====== Trecho da fonte ======
Ler é mesmo uma viagem pelos caminhos da imaginação. Mas é também um passeio por estradas percorridas, por tempos vividos, pela infância passada, enfim pela memória. E foi exatamente isso que senti quando li A bolsa amarela, clássico da literatura infanto-juvenil brasileira, da escritora gaúcha Lygia Bojunga.
Publicado na década de 1970, no auge da ditadura militar, o livro conta a história de Raquel, uma menina que está em conflito consigo mesma e com a família. Caçula da prole, com uma diferença de idade bem distante de seus três irmãos, Raquel é cheia de vontades, das quais se sobressaem três mais fortes: ter nascido menino (porque estes têm mais privilégios), ser gente grande (porque podem tudo) e tornar-se escritora.
Naquela época, criança não tinha voz nem vez, nem os direitos tão bem assegurados hoje, depois da criação do Estatuto da Criança e do Adolescente na década de 1990. Sei bem como Raquel se sentia porque também vivi minha infância nos anos de 1970, período em que costumávamos levantar dos bancos nos transportes coletivos para os mais velhos se sentarem (hoje é o contrário). A criança era mais ou menos colocada à margem, chegando a algumas ocasiões e lugarejos a não ter direito de sentar-se na mesa, junto com os adultos, para fazer suas refeições.
====== Linhas de dados ======
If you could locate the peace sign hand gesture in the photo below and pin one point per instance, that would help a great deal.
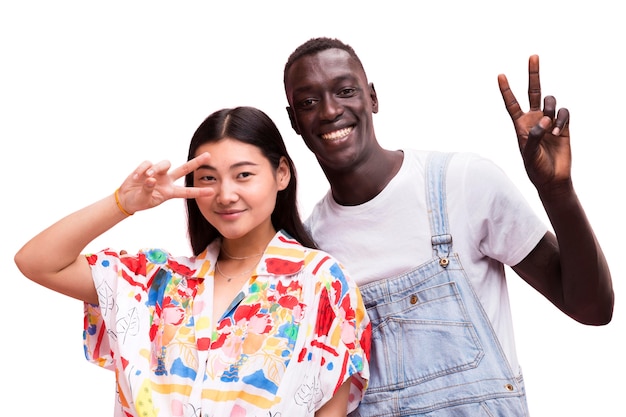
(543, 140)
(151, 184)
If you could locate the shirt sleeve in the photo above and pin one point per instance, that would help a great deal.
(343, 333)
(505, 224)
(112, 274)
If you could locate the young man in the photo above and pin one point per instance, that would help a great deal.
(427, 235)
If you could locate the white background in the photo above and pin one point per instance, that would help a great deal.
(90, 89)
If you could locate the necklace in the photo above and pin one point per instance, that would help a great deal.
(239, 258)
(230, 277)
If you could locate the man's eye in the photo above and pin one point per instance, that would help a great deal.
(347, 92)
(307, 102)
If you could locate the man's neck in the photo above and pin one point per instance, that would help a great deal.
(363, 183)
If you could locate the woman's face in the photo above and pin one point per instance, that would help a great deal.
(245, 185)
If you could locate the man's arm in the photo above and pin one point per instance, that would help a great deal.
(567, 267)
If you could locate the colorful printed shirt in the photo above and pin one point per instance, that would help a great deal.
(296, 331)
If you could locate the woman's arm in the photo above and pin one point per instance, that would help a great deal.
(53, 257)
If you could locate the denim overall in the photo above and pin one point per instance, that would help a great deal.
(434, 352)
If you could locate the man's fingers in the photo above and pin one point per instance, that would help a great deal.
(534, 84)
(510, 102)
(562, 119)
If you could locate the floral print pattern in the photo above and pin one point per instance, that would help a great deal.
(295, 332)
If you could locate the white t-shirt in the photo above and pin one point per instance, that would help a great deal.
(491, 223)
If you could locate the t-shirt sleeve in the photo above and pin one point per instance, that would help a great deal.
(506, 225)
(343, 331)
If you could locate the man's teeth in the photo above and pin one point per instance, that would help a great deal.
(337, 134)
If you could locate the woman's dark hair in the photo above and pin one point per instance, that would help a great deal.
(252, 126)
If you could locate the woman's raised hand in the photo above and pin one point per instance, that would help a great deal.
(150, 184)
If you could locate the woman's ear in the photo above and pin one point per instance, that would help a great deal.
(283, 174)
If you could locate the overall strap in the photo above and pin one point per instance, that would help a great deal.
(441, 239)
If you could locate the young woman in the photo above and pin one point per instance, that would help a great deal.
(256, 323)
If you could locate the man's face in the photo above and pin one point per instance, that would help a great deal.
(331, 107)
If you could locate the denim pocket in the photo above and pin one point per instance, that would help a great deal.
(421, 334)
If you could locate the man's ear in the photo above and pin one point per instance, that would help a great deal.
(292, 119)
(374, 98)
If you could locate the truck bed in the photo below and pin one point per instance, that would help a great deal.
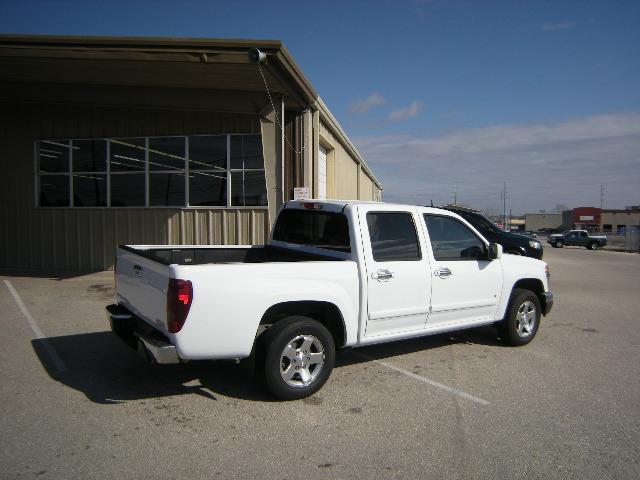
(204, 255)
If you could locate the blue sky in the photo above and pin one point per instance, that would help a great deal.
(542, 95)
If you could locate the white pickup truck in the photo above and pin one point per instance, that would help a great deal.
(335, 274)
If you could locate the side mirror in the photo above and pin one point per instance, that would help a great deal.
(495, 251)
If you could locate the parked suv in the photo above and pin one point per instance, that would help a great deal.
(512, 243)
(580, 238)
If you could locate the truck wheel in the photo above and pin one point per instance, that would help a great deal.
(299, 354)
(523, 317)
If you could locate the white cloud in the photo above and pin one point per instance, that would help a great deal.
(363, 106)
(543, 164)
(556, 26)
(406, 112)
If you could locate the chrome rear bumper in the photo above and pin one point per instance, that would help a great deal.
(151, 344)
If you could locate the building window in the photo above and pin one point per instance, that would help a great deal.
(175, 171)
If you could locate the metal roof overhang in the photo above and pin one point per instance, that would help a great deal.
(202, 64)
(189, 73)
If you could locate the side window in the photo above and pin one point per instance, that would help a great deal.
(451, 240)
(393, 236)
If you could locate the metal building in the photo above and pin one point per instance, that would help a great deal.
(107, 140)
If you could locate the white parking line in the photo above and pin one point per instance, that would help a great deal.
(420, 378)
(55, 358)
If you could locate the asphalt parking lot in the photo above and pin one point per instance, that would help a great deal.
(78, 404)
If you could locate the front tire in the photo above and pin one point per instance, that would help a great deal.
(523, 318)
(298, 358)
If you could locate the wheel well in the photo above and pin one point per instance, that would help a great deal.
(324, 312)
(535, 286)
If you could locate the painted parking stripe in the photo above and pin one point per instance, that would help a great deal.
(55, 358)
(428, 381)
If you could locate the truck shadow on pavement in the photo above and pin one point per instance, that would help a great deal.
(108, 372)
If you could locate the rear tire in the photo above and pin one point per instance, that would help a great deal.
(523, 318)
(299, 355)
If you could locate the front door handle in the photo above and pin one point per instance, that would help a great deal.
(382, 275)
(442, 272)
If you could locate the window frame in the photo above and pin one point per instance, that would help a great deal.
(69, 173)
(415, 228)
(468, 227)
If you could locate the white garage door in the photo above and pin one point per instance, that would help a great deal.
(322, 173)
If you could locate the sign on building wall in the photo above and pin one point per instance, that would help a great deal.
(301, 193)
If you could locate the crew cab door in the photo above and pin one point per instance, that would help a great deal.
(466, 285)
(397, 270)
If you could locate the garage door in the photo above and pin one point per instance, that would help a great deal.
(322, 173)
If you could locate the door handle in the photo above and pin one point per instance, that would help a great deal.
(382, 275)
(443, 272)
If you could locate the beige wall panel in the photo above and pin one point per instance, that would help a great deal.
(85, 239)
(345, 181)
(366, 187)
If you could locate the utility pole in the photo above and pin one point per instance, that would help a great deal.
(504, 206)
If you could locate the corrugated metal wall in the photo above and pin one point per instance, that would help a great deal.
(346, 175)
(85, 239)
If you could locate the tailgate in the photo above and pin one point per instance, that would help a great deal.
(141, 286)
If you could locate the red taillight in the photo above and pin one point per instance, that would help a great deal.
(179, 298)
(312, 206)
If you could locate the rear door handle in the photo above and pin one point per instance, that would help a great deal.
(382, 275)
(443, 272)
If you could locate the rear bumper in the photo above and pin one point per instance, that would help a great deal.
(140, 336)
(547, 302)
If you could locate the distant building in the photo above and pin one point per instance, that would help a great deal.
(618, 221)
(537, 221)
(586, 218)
======
====== Linhas de dados ======
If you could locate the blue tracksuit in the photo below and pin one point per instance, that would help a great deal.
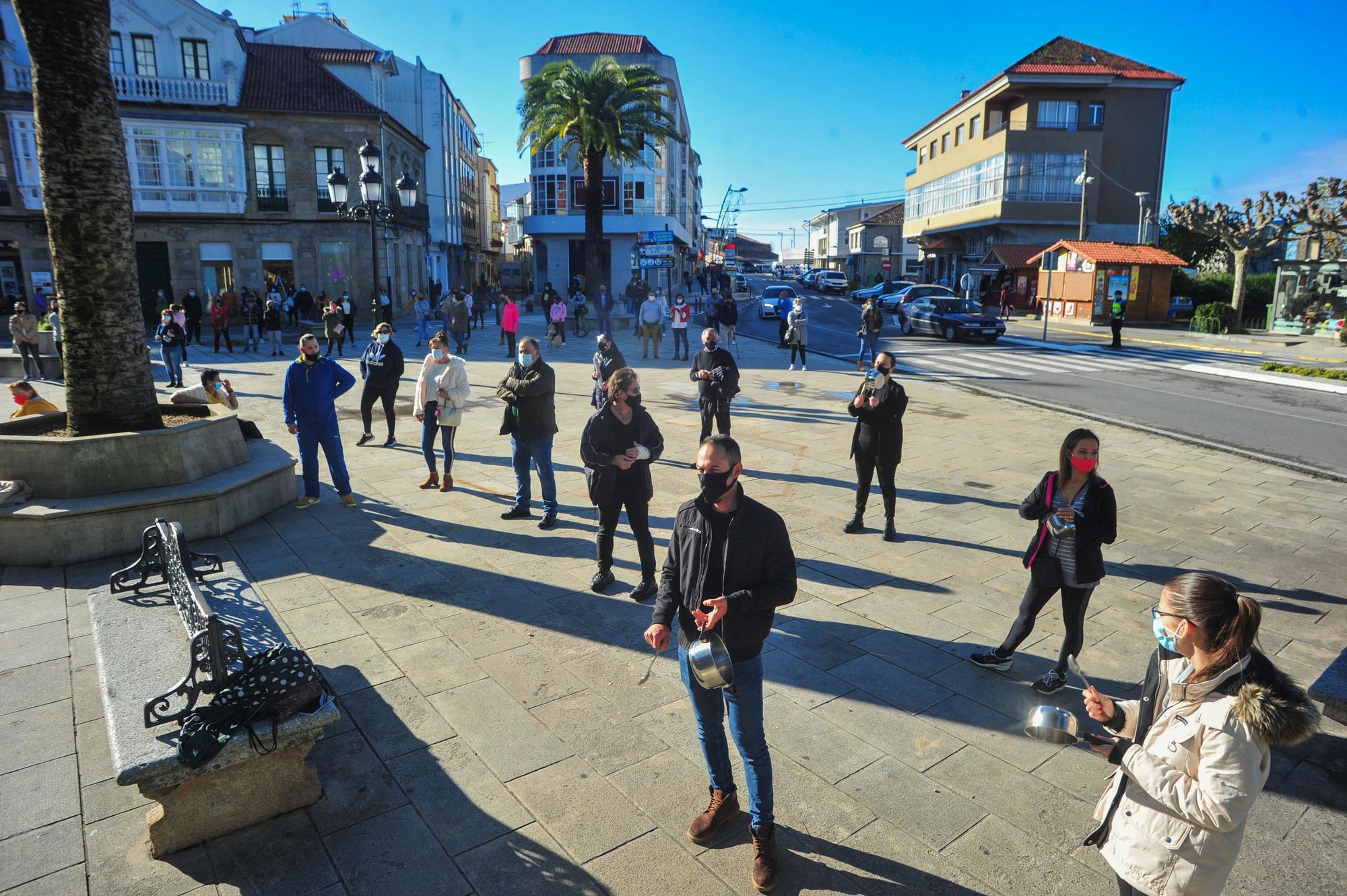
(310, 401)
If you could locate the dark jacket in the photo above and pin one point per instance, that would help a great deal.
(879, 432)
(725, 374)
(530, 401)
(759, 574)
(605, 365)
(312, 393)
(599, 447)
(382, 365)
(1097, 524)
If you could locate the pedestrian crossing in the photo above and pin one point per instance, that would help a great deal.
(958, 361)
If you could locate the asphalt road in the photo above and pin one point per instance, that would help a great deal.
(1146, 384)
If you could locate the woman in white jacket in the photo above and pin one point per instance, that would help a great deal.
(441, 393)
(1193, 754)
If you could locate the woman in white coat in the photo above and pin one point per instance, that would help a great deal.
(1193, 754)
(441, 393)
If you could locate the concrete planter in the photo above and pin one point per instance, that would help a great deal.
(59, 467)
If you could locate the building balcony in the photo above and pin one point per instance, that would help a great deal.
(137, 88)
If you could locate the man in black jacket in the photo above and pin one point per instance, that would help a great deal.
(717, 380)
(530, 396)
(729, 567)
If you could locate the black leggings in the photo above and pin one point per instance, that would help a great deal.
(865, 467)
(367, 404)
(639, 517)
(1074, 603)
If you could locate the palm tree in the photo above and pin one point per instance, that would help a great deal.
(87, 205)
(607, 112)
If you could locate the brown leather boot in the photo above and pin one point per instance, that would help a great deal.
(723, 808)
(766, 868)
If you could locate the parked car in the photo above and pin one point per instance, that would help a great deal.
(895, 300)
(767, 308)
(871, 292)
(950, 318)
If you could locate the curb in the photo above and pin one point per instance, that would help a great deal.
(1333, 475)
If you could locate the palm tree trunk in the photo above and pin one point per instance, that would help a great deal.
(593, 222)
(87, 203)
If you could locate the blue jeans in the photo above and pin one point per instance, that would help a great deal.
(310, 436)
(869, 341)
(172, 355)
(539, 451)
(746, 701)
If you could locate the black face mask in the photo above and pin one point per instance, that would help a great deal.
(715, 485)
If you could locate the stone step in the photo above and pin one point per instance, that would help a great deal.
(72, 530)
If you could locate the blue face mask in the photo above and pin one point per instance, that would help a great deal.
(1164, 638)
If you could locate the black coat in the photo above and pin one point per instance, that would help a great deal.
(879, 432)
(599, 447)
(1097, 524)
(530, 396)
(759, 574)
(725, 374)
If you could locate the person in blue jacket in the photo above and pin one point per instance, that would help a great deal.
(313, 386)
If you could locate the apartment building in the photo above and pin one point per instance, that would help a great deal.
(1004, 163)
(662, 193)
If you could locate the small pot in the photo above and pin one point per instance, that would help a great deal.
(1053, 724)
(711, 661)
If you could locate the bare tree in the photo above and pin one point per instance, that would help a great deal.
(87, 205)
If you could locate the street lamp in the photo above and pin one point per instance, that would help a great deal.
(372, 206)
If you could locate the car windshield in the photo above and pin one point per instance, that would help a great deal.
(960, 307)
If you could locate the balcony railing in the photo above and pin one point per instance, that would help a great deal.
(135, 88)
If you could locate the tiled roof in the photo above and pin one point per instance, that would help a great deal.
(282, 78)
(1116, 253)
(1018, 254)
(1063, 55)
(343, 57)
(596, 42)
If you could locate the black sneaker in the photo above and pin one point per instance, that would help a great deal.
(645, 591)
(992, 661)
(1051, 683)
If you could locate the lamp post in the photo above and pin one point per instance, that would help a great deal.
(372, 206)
======
Retome o texto sobre o livro A bolsa amarela e escreva a continuação a partir da última frase apresentada.

▶ _Resultado da tarefa_
E é nesse panorama em que se encontra Raquel, que veste as roupas que os irmãos não querem mais, que fica com as sobras dos presentes que a família ganha, que não consegue se expressar livremente para falar de sentimentos e transformações. Daí sua imaginação fervilhante e criadora, que “inventa” personagens e dá vida a seres e objetos inanimados, como um pequeno alfinete de bebê que um dia ela encontra jogado na rua e o recolhe para abrigar em sua casa como um querido amigo.
Suas vontades, porém, é que dão o tom da narrativa. Para controlá-las, Raquel decide escondê-las dentro de uma grande bolsa amarela enviada pela tia. Em seu interior havia vários “filhos” de diferentes tamanhos, ou seja, bolsos, onde a menina resolveu esconder seus pertences – coleção de papéis com nomes de pessoas, o alfinete e, a guarda-chuva (sim, no feminino) – e as três grandes vontades. E, para todo lugar que ia, carregava a bolsa que, ora ficava pesada, quando as vontades engordavam, ora ficava mais leve, quando estas emagreciam.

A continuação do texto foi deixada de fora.